Exercise description:
Answer these questions from the seismic facies text below:
(a) Whose data does the lab use?
(b) What three dimensions do stacked seismic data typically consist of?
(c) Who labeled the seismic data in the dataset?
*** Opening Given passage ***
13. Seismic Facies Identification

This lab covers a challenging task: The identification of seismic facies through machine learning. We’ll use the data of the Seismic Facies Identification Challenge which is already preprocessed and can be used with little effort to apply our knowledge on efficient ML. Note, that having carefully preprocessed data is a luxury we typically don’t have when working with experimental scientific data.

Our task is to classify volumetric stacked seismic data. Classifying means that we have to decide what type of geologic description applies to a specific underground point. Stacked seismic data typically consist of the inline dimensions, the crossline dimension and a depth or time dimension. Further information is, e.g., available in the chapter Introduction to 3-D seismic exploration of the Society of Exploration Geophysicists wiki. In essence the seismic waves are reflected or manipulated at material interfaces. These effects are visible in the stacked seismic data which allows us to infer respective underground material properties. In our dataset, a team of interpreters closely looked at the seismic data and labeled it for us. Thus, we can learn from this labeled data and “interpret” seismic data on our own without years of training.
*** Closing Given passage ***
*** Opening Supplied material ***
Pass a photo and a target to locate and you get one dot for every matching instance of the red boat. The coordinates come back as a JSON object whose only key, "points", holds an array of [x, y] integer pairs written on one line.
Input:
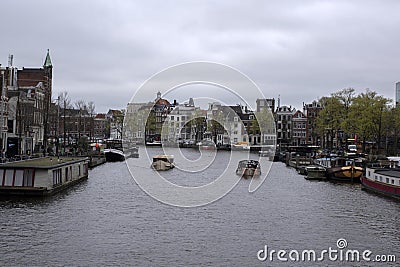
{"points": [[384, 181]]}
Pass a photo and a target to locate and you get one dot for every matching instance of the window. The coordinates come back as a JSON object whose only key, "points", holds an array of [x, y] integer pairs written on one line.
{"points": [[8, 179], [57, 177]]}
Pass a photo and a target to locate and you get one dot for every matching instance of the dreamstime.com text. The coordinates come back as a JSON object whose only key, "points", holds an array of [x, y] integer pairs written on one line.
{"points": [[340, 253]]}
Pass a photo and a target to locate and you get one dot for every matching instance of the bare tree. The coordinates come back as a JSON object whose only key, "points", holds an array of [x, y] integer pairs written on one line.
{"points": [[90, 107], [64, 102]]}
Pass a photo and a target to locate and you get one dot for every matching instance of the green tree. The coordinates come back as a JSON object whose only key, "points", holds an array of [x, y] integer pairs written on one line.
{"points": [[365, 117]]}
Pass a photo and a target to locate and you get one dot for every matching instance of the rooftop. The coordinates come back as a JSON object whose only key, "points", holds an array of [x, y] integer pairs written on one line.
{"points": [[42, 163]]}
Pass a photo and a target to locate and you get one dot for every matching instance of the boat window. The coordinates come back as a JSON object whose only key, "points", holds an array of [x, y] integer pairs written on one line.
{"points": [[1, 177], [28, 177], [57, 177], [19, 177], [9, 177]]}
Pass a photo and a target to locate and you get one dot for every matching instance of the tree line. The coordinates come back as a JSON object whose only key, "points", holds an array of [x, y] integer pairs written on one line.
{"points": [[369, 117]]}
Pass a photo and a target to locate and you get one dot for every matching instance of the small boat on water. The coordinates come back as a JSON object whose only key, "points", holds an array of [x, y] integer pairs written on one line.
{"points": [[113, 151], [131, 152], [384, 181], [248, 168], [341, 169], [207, 145], [315, 173], [163, 162], [154, 143]]}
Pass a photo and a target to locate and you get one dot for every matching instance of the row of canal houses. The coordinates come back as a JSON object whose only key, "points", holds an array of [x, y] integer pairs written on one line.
{"points": [[162, 120], [32, 120]]}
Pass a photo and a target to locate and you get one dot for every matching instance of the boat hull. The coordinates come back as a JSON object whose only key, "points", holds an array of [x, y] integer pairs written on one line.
{"points": [[380, 188], [350, 174], [114, 155], [315, 173], [162, 165]]}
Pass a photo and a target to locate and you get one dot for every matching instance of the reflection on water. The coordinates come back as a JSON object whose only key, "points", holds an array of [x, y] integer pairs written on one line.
{"points": [[109, 220]]}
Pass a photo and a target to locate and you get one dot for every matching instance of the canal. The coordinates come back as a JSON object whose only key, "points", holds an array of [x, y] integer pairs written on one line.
{"points": [[109, 220]]}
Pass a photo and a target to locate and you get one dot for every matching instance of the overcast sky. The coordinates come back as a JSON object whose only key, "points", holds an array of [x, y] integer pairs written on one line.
{"points": [[102, 51]]}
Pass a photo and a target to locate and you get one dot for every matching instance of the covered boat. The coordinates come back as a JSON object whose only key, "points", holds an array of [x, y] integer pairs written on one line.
{"points": [[315, 172], [163, 162], [248, 168], [113, 151], [384, 181], [341, 169]]}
*** Closing Supplied material ***
Answer space:
(a) The Seismic Facies Identification Challenge.
(b) The inline dimension, the crossline dimension, and a depth or time dimension.
(c) A team of interpreters.